**Task goal**: Quote the entries word for word. Omit the pictures.

**Entries shown**:
>> START

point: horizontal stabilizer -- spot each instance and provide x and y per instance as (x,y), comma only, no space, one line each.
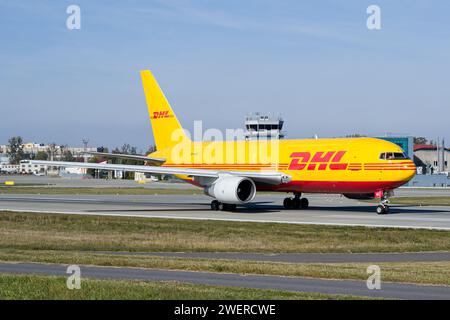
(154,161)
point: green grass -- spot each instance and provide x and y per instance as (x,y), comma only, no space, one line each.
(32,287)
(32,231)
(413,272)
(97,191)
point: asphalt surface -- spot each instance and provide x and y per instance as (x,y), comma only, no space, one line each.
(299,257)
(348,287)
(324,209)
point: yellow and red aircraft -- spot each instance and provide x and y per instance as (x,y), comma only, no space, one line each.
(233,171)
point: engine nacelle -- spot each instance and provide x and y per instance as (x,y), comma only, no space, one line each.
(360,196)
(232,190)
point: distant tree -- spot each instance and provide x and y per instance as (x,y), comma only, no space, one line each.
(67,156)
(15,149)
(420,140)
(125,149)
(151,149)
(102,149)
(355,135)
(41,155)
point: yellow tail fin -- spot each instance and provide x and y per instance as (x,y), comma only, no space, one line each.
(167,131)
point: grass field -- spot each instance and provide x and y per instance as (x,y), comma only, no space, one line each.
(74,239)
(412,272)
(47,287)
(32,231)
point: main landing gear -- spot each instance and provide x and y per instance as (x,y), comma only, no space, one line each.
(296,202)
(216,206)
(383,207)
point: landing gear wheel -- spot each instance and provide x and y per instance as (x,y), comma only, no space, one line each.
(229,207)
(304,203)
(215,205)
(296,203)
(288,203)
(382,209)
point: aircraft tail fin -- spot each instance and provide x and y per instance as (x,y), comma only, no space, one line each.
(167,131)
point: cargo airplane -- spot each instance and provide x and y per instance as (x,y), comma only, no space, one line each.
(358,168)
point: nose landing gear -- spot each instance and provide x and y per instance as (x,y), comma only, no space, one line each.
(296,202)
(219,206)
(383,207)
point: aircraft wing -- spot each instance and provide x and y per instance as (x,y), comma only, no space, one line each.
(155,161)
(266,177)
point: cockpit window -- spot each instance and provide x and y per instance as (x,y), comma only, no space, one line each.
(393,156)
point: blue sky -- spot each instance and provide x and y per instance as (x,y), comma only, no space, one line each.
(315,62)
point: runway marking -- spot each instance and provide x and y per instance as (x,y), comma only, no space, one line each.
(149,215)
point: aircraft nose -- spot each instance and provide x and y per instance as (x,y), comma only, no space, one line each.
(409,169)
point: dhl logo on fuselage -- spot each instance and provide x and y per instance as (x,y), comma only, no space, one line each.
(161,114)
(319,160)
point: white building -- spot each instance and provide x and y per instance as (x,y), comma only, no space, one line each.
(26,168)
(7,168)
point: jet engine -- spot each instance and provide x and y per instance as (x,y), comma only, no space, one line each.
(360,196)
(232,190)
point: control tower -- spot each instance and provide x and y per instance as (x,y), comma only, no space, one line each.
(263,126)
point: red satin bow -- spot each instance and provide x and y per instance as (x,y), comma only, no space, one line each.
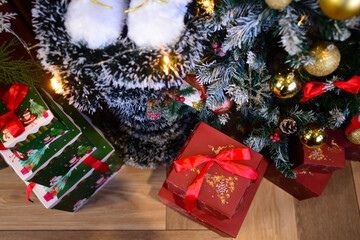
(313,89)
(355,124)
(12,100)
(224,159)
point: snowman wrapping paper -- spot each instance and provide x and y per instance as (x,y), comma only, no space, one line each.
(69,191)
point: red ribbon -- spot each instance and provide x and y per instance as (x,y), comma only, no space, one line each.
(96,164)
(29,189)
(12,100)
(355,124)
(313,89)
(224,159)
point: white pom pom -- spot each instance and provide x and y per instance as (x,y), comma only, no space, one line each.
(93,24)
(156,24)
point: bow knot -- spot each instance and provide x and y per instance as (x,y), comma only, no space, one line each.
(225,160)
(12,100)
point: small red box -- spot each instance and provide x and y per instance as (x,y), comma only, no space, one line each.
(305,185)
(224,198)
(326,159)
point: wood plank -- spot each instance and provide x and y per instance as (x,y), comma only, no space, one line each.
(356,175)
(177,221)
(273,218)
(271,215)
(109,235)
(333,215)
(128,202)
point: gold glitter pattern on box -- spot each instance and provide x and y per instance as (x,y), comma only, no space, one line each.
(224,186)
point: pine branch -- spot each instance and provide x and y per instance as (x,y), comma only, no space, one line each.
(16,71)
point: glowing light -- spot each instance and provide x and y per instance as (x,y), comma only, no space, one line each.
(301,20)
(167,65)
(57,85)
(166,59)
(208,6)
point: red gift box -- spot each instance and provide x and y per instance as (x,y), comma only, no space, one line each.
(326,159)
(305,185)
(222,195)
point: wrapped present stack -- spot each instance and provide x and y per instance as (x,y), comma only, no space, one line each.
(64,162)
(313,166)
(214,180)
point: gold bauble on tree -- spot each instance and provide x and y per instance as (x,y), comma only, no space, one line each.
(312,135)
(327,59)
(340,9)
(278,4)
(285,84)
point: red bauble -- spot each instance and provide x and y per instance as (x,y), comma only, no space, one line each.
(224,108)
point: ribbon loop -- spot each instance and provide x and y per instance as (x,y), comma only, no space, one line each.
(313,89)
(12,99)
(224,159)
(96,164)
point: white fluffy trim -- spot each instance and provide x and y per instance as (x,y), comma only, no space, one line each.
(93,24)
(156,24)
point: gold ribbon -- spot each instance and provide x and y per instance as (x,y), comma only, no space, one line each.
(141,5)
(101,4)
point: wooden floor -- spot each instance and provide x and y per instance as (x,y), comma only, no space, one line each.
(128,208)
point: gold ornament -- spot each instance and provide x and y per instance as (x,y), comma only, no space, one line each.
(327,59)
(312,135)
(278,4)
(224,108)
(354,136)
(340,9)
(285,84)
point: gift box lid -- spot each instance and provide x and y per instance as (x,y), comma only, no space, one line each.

>> END

**Reply**:
point: horizontal stabilizer -- spot each instance and provide x and y per instance as (x,y), comma only, no space, one line each.
(154,161)
point: green grass -- spot each instance and provide x and y per instance as (x,y), comma only, no space, one line each.
(32,287)
(32,231)
(413,272)
(97,191)
point: asphalt surface -- spot each instance and provide x and y per instance as (x,y), comma only, no space, one line each.
(299,257)
(348,287)
(324,209)
point: yellow and red aircraft -- spot each instance and provide x and y per instance as (x,y), comma only, no space, one line each.
(233,171)
point: engine nacelle -- spot each instance and provide x and y per instance as (x,y), comma only, no space, one line each.
(360,196)
(232,190)
point: distant tree -- spot each instance and provide x and y per instance as (x,y), comma only, no space, one line each.
(67,156)
(15,149)
(420,140)
(125,149)
(151,149)
(102,149)
(355,135)
(41,155)
point: yellow tail fin -- spot each instance and provide x and y per instance as (x,y), comma only, no space, one line each.
(167,131)
point: grass field -- spot each instance and provide x and y per instance as (x,y), comma only, no space, one line each.
(74,239)
(412,272)
(47,287)
(32,231)
point: main landing gear -- spot each instance and provide x and y per instance as (x,y), comma only, no space, one line each.
(296,202)
(216,206)
(383,207)
point: landing gear wheel -- spot each instance and provide x and y per instance as (x,y), comma only, no space, one line each.
(229,207)
(304,203)
(215,205)
(296,203)
(288,203)
(382,209)
point: aircraft tail fin -- spot each instance and provide x and y per instance as (x,y), comma only, no space, one line each.
(167,131)
point: cargo airplane -- spot each instance and provide x and y per instance as (x,y), comma only, no space, one line each.
(358,168)
point: nose landing gear -- spot each instance and provide x and y per instance as (x,y), comma only, no space, one line each.
(296,202)
(219,206)
(383,207)
point: aircraft wing -- spot each instance and provide x and y per instance as (x,y), comma only, no space, one line each.
(155,161)
(266,177)
point: cockpit window -- spot each instance and provide x and y per instance as (x,y), comma only, no space, one line each.
(393,156)
point: blue sky -- spot each instance and provide x and y per instance as (x,y), comma only, no space, one line each.
(315,62)
point: runway marking -- spot each instance and provide x and y per instance as (x,y), comma only, no space, one line each.
(149,215)
point: aircraft nose -- spot each instance and provide x and y per instance as (x,y), comma only, no space, one line each.
(409,169)
point: dhl logo on fuselage -- spot each instance and provide x and y per instance as (x,y), comma only, no space, one line each.
(161,114)
(319,160)
point: white building -- spot each instance and provide x and y per instance as (x,y), comma only, no space, one line each.
(26,168)
(7,168)
point: jet engine -- spot each instance and provide x and y per instance as (x,y), comma only, no space, one line each.
(360,196)
(232,190)
point: control tower -- spot each instance and provide x and y per instance as (x,y), comma only, no space, one line each.
(263,126)
point: red satin bow -- spot each instance and provide x and y per instance as (x,y), comma only, no space, one line each.
(313,89)
(355,124)
(12,100)
(224,159)
point: snowman wrapping paper -- spot each instance and provide x and y per instance as (x,y), comma only, no space, one line each.
(69,191)
point: red ribbon -- spot each instance and provide x and y per instance as (x,y), comma only, no space, one line each.
(96,164)
(29,189)
(12,100)
(355,124)
(313,89)
(224,159)
point: white pom pom -- spot each instance and provide x and y per instance as (x,y), comma only, no space, one line each.
(93,24)
(156,24)
point: bow knot -- spot each instance and provide x and y per instance as (x,y), comma only, no space, one line each.
(225,160)
(12,100)
point: small red box -- spot each instance and provide x and y per instance as (x,y), comma only, no space, one line each.
(305,185)
(224,198)
(326,159)
point: wood plank -- spot each instance and provide x and y per instance as (x,y), comma only, no space, one line each.
(356,175)
(177,221)
(273,218)
(271,215)
(109,235)
(333,215)
(128,202)
point: gold glitter pattern on box -- spot each instance and provide x and y per instance as (x,y), comma only, no space, one line each.
(224,186)
point: pine branch -- spot each instance and provide x and y per instance as (x,y), comma only, no space, one line each.
(16,71)
point: glowing light -- spot each instance and provide x and y per instance as (x,y), comma only, no space, one line each.
(301,20)
(167,65)
(57,85)
(166,59)
(208,6)
point: red gift box -- spot each instance and provide x and y per instance as (x,y), comma only, no space, one line each.
(326,159)
(305,185)
(222,195)
point: wrapped present stack -- spot each instance and provide x and y per instance as (x,y), comma only, no space, one line each.
(64,162)
(313,166)
(214,180)
point: gold bauble on tree -- spot each instance and provide x and y per instance as (x,y), comma only, no space, one line each.
(312,135)
(327,59)
(340,9)
(278,4)
(285,84)
point: red bauble -- spot each instance and provide x and y per instance as (x,y), comma only, no space, one line each.
(224,108)
point: ribbon loop -- spot each instance and provide x and y per instance as (x,y), comma only, no space, one line each.
(313,89)
(12,99)
(224,159)
(96,164)
point: white fluffy trim -- spot each instance and provide x and y per instance as (x,y), comma only, no space, one line each.
(93,24)
(156,24)
point: gold ribbon -- spot each instance and provide x and y per instance as (x,y), comma only, no space, one line each.
(141,5)
(101,4)
point: wooden floor -- spot each instance and provide x and y per instance as (x,y), comma only, no space, one line each.
(128,208)
point: gold ornament -- spot each instance and provide x and y per instance as (x,y), comma only, no space, one line each.
(327,59)
(312,135)
(278,4)
(224,108)
(354,136)
(340,9)
(285,84)
point: gift box lid -- spot each instance and provide x and y per instance as (x,y), comma only, no space, one line each.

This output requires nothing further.